THE STORY BEHIND THE WORD OF THE MONTH

The Melbourne Cup is Australia’s most famous horse race, run annually on the first Tuesday in November at the Flemington Racecourse in Melbourne. The large amount of prize money, massive crowds, and long history of the event have made it a special part of the Australian sporting and cultural landscape—it is quite literally the race that stops a nation.

Since 1861 the Melbourne Cup has been a handicap race run over two miles (now 3,200m) for horses aged three years and over. The handicap nature of the race sees horses allocated particular weights based on the combined weight of the horse and jockey, the age of the horse, and its previous performance. The allocation of weights aims at evening out the field of entrants so that, theoretically, any horse can win the race.

The first evidence for the term Melbourne Cup field is descriptive, meaning ‘the field of horses participating in the Melbourne Cup’. This literal sense is found in records soon after the inaugural event:

I cannot have the little horse in a Melbourne Cup field, seeing that a numerous company is not to his liking. Were there but a dozen at the post we should see the little horse in the first flight at the finish; but as the probability is that there will be nearer forty starters than twelve, I feel compelled to overlook the pretentions of the good little son of Boiardo. (Melbourne Australasian, 10 October 1868)

This report also points to the large field of entrants in the race, although in recent times the number is nearer twenty than forty.

The first evidence for the transferred meaning of Melbourne Cup field from equine to human competitors is found in the 1930s:

The number of candidates who have announced their intention to nominate for the Coburg Council has been described as a ‘Melbourne Cup field’. The total so far is 27. (Melbourne Argus, 27 July 1938)

Here the writer highlights the large number of nominees for the council election with no reference to the quality of the candidates. This sense of Melbourne Cup field, ‘a very large and open field of applicants’, is often found in a political context, sometimes with the implication that many applicants are keen to get their snouts in the trough:

Any vacancy that occurs for a Federal seat of Parliament will always attract a Melbourne Cup field of candidates. But is the field full of moderate handicappers with not too many entries from weight-for-age performers? (Chipp and Larkin, Chipp, 1987)

While the transferred use of Melbourne Cup field usually refers to the large number of applicants for a position, there is also recent evidence for a more positive meaning, ‘a pool of highly-qualified competitors’:

The contract to renew the NSW Government’s telecommunications systems was won against a ‘Melbourne Cup field’ of Australian and overseas bidders … Telecom did not even run second. (Canberra Times, 25 July 1990)

‘A large number of applicants’ remains the central meaning of the transferred use of Melbourne Cup field.

Both senses of Melbourne Cup field are included in the second edition of the Australian National Dictionary (2016).

--------------------------------

Activity 1: Which lines of the listing below contain the string "positive"? Copy each of them.

(Saved entries)

--------------------------------

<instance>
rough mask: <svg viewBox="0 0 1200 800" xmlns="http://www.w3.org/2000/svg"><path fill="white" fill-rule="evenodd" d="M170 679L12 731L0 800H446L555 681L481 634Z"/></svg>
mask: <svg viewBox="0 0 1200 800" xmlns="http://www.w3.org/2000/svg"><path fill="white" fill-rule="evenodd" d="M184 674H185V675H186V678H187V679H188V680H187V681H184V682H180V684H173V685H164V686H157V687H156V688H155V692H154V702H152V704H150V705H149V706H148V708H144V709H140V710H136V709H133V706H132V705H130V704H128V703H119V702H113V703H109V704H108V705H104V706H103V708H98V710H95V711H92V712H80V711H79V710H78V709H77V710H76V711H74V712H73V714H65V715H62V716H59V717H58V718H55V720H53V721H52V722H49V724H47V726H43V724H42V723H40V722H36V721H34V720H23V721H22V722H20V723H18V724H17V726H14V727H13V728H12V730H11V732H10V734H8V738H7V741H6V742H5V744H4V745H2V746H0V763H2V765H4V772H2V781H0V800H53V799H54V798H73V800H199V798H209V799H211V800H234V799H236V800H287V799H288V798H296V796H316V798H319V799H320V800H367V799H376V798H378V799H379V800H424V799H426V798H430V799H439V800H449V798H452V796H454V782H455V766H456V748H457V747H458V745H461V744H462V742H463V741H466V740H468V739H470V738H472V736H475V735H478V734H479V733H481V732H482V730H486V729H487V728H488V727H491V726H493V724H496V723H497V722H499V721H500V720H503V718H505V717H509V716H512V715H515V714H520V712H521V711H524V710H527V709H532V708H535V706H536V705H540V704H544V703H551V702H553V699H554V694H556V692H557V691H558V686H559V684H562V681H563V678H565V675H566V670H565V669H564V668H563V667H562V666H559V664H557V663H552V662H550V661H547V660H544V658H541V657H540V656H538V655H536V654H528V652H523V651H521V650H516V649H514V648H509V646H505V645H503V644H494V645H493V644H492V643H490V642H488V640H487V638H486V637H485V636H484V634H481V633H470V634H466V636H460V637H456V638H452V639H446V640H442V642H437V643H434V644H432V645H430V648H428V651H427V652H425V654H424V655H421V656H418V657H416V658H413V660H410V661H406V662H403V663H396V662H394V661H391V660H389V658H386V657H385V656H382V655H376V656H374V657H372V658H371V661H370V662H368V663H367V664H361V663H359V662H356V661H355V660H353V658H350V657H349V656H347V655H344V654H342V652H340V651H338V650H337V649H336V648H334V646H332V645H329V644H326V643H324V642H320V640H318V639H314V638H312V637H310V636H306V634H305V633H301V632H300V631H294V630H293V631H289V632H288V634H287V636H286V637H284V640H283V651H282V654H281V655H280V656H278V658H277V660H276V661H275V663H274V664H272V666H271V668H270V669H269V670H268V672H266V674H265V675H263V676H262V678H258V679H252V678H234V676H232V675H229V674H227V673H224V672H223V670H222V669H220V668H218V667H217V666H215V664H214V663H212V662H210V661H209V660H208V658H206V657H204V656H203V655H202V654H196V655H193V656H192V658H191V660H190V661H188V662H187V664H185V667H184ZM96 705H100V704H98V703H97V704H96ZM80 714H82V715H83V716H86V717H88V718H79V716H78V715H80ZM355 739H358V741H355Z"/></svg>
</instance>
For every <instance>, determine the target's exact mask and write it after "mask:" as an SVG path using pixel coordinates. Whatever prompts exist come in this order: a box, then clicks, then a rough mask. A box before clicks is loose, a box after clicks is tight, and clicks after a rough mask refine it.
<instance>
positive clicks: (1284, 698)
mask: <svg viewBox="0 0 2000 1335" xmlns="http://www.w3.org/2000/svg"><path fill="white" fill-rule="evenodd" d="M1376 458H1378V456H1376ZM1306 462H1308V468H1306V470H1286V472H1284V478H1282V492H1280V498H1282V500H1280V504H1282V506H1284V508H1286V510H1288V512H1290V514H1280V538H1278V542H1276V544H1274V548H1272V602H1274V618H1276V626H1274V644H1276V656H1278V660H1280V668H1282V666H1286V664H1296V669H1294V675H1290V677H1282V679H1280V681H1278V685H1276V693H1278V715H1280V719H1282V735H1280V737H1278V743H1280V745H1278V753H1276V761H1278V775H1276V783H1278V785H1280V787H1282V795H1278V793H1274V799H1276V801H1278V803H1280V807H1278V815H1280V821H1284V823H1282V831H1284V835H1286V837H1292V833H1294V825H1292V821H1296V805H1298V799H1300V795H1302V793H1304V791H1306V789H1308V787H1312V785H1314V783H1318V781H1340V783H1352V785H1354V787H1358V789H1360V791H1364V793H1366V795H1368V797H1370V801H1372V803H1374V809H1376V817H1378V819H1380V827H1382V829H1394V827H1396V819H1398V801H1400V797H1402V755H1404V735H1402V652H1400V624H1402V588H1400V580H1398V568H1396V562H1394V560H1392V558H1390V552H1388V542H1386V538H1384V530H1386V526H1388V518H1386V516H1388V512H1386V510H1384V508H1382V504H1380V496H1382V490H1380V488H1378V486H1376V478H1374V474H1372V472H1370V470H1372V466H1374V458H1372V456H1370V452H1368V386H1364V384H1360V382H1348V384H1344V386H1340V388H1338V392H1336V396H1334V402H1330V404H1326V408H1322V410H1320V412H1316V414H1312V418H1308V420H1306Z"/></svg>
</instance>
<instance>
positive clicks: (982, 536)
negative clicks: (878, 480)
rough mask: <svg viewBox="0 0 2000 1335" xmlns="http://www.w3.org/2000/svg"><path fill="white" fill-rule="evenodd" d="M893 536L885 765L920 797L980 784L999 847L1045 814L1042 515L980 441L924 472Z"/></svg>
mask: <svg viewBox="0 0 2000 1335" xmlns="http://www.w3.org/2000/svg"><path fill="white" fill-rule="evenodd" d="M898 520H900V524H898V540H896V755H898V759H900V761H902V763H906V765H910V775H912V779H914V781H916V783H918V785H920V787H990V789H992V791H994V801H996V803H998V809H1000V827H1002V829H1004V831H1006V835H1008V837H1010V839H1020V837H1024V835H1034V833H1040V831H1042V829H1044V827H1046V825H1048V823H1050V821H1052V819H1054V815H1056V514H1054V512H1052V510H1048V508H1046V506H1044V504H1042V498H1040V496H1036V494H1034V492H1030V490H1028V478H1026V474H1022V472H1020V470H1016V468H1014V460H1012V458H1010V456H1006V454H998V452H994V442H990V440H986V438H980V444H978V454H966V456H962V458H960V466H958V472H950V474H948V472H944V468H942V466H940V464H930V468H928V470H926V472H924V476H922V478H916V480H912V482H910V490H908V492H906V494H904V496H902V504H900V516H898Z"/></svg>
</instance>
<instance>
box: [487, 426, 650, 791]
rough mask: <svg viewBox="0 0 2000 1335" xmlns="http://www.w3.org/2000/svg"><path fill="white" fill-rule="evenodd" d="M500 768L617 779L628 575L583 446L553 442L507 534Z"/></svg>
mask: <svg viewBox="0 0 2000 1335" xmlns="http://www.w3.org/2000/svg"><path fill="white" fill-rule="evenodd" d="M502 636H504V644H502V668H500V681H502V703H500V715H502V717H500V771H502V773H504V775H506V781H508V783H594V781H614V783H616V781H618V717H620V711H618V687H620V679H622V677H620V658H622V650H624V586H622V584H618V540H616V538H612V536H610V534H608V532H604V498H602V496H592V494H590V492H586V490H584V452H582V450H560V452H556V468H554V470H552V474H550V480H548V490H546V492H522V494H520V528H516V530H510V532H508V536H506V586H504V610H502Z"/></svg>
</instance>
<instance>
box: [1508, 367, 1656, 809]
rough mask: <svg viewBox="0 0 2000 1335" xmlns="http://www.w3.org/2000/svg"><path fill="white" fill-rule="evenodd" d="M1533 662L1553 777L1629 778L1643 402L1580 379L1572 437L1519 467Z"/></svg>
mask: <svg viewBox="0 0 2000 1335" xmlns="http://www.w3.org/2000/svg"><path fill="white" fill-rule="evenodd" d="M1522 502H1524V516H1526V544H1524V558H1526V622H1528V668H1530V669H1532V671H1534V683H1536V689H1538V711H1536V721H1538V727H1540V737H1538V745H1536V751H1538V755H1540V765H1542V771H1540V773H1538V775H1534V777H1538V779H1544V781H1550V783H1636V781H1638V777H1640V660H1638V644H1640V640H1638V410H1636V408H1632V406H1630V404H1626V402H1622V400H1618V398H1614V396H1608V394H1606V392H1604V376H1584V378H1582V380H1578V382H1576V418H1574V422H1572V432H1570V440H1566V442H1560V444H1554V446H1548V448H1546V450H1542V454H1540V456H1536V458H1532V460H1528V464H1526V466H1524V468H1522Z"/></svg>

--------------------------------

Activity 2:
Do the following statements agree with the article above on the phrase Melbourne Cup field? Answer yes or no to each, and quote the words from the article that decide it.
(a) The Melbourne Cup has been run over two miles since 1861.
(b) The earliest evidence for applying the phrase to human competitors dates from the 1960s.
(c) The second edition of the Australian National Dictionary includes only one sense of the phrase.

Answer section 1:
positive clicks: (1284, 698)
positive clicks: (982, 536)

Answer section 2:
(a) Yes: "Since 1861 the Melbourne Cup has been a handicap race run over two miles (now 3,200m)"
(b) No: "The first evidence for the transferred meaning of Melbourne Cup field from equine to human competitors is found in the 1930s"
(c) No: "Both senses of Melbourne Cup field are included in the second edition of the Australian National Dictionary (2016)."